** Start of Text shown **

In general, considering a mesh with N triangles, I wouldn't suggest to go beyond a tree depth of $\left \lceil{(log_8(N))} \right \rceil$ (+1 as in my case the root is defined at depth 1), which in fact translates to a depth of 8 for the Ajax mesh. If the maximum number of triangles allowed per leaf node was higher, the required depth of the tree would be lower, and viceversa, so this should be taken into account too. One way to do so is to check the average number of triangles per leaf during tree construction, and set a maximum depth dynamically. The strictly optimal way, anyway, would be to run the rendering algorithm at different max depths to choose the best one if possible.

What information do you store per octree node? (2 pts)
------------------------------------------------------
I created a small hierarchy consisting of an abstract struct `OctreeNode`, which consists in a `BoundingBox` and a `bool`, and is specialized by `ParentOctreeNode` and `LeafOctreeNode`. The former includes an array of 8 pointers to its children, the latter includes an `std::vector<uint32_t>` storing the indices of triangles contained in the leaf. The `bool` is a flag to indicate whether the node is a `Parent` of a `Leaf`. At first I used a virtual method, but it ended up being slithly slower than the bool, due to the virtual method LUT, with no benefit in memory.

The `BoundingBox` field could as well be discarded, as it can be easily recomputed on the fly. However, at least for the current rendering task, there is a clear benefit in speed when caching this information directly in octree nodes. Octree building time is virtually unchanged, whereas rendering times were almost halved at any maximum depth. The memory footprint of the cached algorithm is up to 1.3-1.4x the memory footprint of the other, depending on the selected depth, which is not a concern at least for now as we are talking about 27MB vs 35MB at depth 8.

How many bytes of memory does one of your octree nodes occupy? (3 pts)

** End of Text shown **

[Tasks and exercises]
[a] Translate this sentence from the octree write-up into Spanish: "Octree building time is virtually unchanged, whereas rendering times were almost halved at any maximum depth."
[b] Write what comes next in the octree write-up above, starting after its final line.

** Start of Material shown **

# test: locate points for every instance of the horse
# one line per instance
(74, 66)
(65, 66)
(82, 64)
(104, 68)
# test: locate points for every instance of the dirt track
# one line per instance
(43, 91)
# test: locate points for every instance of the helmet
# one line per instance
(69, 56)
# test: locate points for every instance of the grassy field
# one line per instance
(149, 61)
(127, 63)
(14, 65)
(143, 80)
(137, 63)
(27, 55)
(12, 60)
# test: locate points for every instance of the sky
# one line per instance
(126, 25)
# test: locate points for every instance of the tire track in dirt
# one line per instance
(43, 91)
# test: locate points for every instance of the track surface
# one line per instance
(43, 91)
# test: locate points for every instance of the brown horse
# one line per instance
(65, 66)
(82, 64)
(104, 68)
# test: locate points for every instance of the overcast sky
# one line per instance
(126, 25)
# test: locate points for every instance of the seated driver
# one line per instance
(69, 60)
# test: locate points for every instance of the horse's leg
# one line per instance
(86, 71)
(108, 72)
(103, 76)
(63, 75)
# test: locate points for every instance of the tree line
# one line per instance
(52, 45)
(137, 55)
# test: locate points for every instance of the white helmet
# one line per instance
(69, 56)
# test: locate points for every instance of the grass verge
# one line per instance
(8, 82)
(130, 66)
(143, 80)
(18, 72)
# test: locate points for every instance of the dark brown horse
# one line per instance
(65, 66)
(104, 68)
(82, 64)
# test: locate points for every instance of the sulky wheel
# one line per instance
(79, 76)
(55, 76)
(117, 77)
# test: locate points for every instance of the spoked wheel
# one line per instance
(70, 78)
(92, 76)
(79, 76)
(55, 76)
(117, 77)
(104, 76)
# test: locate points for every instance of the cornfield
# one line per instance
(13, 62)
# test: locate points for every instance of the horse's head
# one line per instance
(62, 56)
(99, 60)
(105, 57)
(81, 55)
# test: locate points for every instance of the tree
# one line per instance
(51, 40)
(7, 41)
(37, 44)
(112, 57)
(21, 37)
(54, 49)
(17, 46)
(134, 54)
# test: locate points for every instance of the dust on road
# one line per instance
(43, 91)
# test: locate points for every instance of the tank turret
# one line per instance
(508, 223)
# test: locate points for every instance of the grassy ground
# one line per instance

** End of Material shown **

[The results]
[a] El tiempo de construcción del octree prácticamente no cambia, mientras que los tiempos de renderizado se redujeron casi a la mitad en cualquier profundidad máxima.

[b]
----------------------------------------------------------------------
The `ParentOctreeNode` struct occupies 24 bytes for the `BoudingBox`, 1 bit for the `bool`, and 8*8 bytes for the children pointers, making up a total with padding of **96 bytes**.

The `LeafOctreeNode` struct oppies 24 bytes for the `BoundingBox`, 1 bit for the `bool`, and 24 bytes for the base element of the `std::vector<uint32_t>`, making up a total with padding of **56 bytes**. The actual size in memory depends on how many triangle indices are stored in the vector, as well as on the expansion strategy of the vector itself.

In my original implementation I used a generic container with a template of a template, which however caused some problems with the Apple Clang compiler when doing specific operations, and I ultimately had to ditch it. During testing, I found out that `std::vector` was faster than using an `std::list` (by 2-3x), so I specialized the struct (and methods) for it.

(Another way to make it generic would be to use the `begin` and `end` iterators, but this would increase the memory requirement by having to store additional pointers, and would also probably slightly slow down the construction of the tree).

Compute statistics during the tree construction. For the Ajax scene, report:
----------------------------------------------------------------------------
### Construction time with your local machine (not graded)
CPU: M1 Pro 10-cores

211ms serial (average on 3 runs, max depth 8)

54ms parallel on 10 cores (average on 3 runs, max depth 8, not generating a new task when the remaining depth is 4, see the last section of the report)

### Number of interior nodes (2 pts)
27542 (max depth 8)

### Number of leaf nodes (2 pts)
111383 (max depth 8, not counting empty nodes)

### Average number of triangles per leaf node (a triangle can exist in multiple nodes) (2 pts)
13.614 (max depth 8, not counting empty nodes)

Ray traversal (25 pts)
======================

Explain the logic of your traversal function and justify its correctness. (4 pts)
--------------------------------------------------
My original traversal function can be found at commit `e59dba5`, with subsequent commits showing efficiency gains.

The basic idea, however, remained the same. It is a depth-first traversal of the Octree, implemented iteratively using lists, as the recursive version with argument passing over a stack can actually result to be slower in my experience. The algorithm inserts the root node in the queue of nodes to be explored, and then proceeds to explore the queue until there is no node left. When exploring a node, it can be either empty, a parent of a leaf. If it's empty or if the ray does not intersect the bounding box of the node, it is discarded. If it does intersect and the node is a parent, all its children are added to the queue (in front, to be depth-first using a `pop_front` operation). If it's a leaf, the triangles are evaluated for intersections.

In this way, all nodes that have a potential ray intersection are explored, and their triangles evaluated.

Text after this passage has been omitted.